» REQUIREMENTS
Return, word for word, only the lines from the one containing "mark: the green grass" through the last line of the entries.

(Entries from a point annotation set)
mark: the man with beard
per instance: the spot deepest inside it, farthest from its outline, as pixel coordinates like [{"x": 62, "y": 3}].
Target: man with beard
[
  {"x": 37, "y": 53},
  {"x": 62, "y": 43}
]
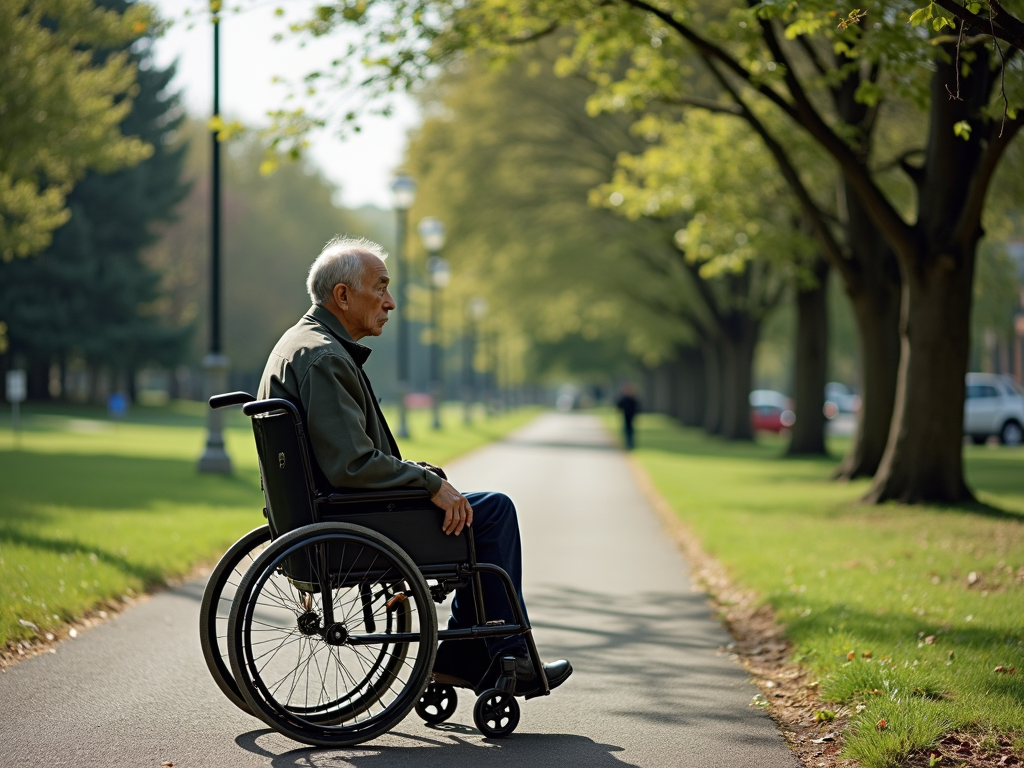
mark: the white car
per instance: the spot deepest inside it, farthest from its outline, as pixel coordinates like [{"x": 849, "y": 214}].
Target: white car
[{"x": 993, "y": 407}]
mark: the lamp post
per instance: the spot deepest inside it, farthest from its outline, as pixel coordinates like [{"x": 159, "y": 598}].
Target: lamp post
[
  {"x": 215, "y": 458},
  {"x": 403, "y": 195},
  {"x": 432, "y": 233},
  {"x": 475, "y": 311}
]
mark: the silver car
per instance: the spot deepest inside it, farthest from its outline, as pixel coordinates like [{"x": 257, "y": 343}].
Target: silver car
[{"x": 993, "y": 407}]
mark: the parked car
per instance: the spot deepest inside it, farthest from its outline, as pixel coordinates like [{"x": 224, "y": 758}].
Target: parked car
[
  {"x": 993, "y": 408},
  {"x": 840, "y": 399},
  {"x": 771, "y": 411}
]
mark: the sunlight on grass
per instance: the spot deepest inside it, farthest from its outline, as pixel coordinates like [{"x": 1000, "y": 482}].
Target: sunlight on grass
[
  {"x": 929, "y": 599},
  {"x": 91, "y": 510}
]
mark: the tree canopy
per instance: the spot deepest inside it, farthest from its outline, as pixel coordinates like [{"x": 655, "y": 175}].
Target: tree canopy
[{"x": 61, "y": 108}]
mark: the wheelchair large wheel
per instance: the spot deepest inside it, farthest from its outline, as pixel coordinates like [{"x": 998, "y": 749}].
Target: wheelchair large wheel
[
  {"x": 216, "y": 607},
  {"x": 332, "y": 682}
]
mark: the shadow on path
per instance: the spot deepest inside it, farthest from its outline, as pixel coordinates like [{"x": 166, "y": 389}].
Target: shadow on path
[{"x": 452, "y": 751}]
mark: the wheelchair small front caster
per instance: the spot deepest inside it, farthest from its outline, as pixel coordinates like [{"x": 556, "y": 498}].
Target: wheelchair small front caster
[
  {"x": 437, "y": 704},
  {"x": 496, "y": 713}
]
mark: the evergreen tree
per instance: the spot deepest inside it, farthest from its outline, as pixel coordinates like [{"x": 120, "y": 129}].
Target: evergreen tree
[{"x": 90, "y": 295}]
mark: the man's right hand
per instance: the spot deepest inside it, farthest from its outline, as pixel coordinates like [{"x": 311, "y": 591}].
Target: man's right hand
[{"x": 458, "y": 513}]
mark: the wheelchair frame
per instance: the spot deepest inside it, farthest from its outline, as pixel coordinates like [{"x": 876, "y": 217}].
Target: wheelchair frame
[{"x": 399, "y": 524}]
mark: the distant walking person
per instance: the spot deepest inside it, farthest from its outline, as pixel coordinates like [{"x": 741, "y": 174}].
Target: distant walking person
[{"x": 630, "y": 407}]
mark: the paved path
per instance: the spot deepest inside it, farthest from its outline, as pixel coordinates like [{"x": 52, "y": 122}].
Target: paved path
[{"x": 604, "y": 587}]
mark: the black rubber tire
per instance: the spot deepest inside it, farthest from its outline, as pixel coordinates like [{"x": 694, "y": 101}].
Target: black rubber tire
[
  {"x": 496, "y": 713},
  {"x": 1012, "y": 433},
  {"x": 437, "y": 704},
  {"x": 216, "y": 605},
  {"x": 391, "y": 687}
]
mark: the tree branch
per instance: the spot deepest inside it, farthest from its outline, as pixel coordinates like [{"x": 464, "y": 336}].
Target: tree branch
[
  {"x": 897, "y": 231},
  {"x": 710, "y": 104},
  {"x": 999, "y": 138},
  {"x": 812, "y": 54},
  {"x": 710, "y": 51},
  {"x": 531, "y": 37},
  {"x": 834, "y": 251},
  {"x": 999, "y": 23}
]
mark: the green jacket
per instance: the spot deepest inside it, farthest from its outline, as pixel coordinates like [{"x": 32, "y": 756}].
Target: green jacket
[{"x": 316, "y": 366}]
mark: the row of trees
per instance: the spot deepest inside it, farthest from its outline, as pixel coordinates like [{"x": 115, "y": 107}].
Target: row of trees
[
  {"x": 105, "y": 240},
  {"x": 90, "y": 138},
  {"x": 887, "y": 127}
]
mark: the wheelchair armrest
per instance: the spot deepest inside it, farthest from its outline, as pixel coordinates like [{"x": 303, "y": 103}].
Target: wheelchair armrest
[
  {"x": 361, "y": 497},
  {"x": 230, "y": 398},
  {"x": 274, "y": 403}
]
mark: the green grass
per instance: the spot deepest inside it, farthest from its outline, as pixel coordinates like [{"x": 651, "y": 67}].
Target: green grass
[
  {"x": 91, "y": 510},
  {"x": 935, "y": 595}
]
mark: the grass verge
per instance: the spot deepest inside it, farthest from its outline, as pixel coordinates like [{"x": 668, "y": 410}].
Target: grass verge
[
  {"x": 910, "y": 616},
  {"x": 92, "y": 510}
]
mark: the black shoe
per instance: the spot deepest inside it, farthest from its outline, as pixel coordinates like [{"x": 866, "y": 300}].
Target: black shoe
[{"x": 526, "y": 682}]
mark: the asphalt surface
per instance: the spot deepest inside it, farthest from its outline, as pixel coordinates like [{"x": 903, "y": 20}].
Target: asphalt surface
[{"x": 605, "y": 589}]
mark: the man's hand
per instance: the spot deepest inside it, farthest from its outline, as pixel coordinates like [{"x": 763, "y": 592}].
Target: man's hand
[{"x": 458, "y": 513}]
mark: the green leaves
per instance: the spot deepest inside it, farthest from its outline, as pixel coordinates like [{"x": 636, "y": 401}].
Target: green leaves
[{"x": 60, "y": 110}]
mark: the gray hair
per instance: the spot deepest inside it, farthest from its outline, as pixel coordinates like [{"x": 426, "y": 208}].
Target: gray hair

» ANSWER TO THE PROBLEM
mark: the green grass
per instance: the spot deepest inside it, farthest from its outline, as pixel coordinates like [{"x": 651, "y": 67}].
Target: green grass
[
  {"x": 91, "y": 510},
  {"x": 935, "y": 595}
]
mark: the grass verge
per instance: the spot deepest inside it, farthest from its outline, as pixel coordinates like [{"x": 668, "y": 410}].
Target: grass verge
[
  {"x": 910, "y": 616},
  {"x": 92, "y": 510}
]
mark: the black shoe
per instance: the spot deepest inside it, farthest from its outline, as pixel coordinates like [{"x": 866, "y": 300}].
Target: black shoe
[{"x": 526, "y": 682}]
mark: the asphalt surface
per instance: the spot deepest inside it, farthest from its outline, as pixel coordinates like [{"x": 903, "y": 20}].
Target: asphalt surface
[{"x": 605, "y": 589}]
mark: the man's hand
per instance: the spot deepest inside it, farthest from its outline, as pixel coordinates like [{"x": 763, "y": 592}].
Target: man's hand
[{"x": 458, "y": 513}]
mark: the green leaves
per instance: the spot deepest inside it, farthest from its outline, as pixel coordinates like [{"x": 636, "y": 401}].
Target: green leaves
[{"x": 60, "y": 110}]
mark: the gray hair
per instance: the spot deepest inside it, farthest from its outline, as pixel coordinates like [{"x": 426, "y": 208}].
Target: gray hair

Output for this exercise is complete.